Copy out each of the rows below, word for word and in the same order.

========

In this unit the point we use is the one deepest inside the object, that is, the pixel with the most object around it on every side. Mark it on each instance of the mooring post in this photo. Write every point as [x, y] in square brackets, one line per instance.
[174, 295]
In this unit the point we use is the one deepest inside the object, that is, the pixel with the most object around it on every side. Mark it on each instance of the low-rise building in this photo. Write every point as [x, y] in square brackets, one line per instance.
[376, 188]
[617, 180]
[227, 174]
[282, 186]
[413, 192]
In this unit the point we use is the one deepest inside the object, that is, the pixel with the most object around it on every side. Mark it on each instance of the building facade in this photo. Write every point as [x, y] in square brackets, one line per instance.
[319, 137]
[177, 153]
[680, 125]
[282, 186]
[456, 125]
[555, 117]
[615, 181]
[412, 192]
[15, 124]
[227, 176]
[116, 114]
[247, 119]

========

*Response for this exercise*
In this unit the point we use is the one deepest inside the object, that is, the pixel with the most object around it on every side. Mark it on each instance of the mooring post in this photo. Write every point as [x, y] in square brackets, one line per instance.
[174, 295]
In this unit the point we use is the one deepest inside the object, that is, the pixel with the most object around it on every side. Mark it on each instance of the low-rise building in this photo. Write every point as [x, y] in square brackets, one line per instance.
[376, 188]
[617, 180]
[227, 174]
[282, 186]
[413, 192]
In this unit the point we use is the one deepest inside the object, that is, the pixel with the most object around it on every side. Mark it on each instance of the building facade in this photo. Write every point as [x, y] in square brackets, one line per instance.
[319, 137]
[177, 153]
[680, 125]
[282, 186]
[456, 125]
[555, 117]
[615, 181]
[412, 192]
[15, 124]
[227, 176]
[116, 114]
[247, 119]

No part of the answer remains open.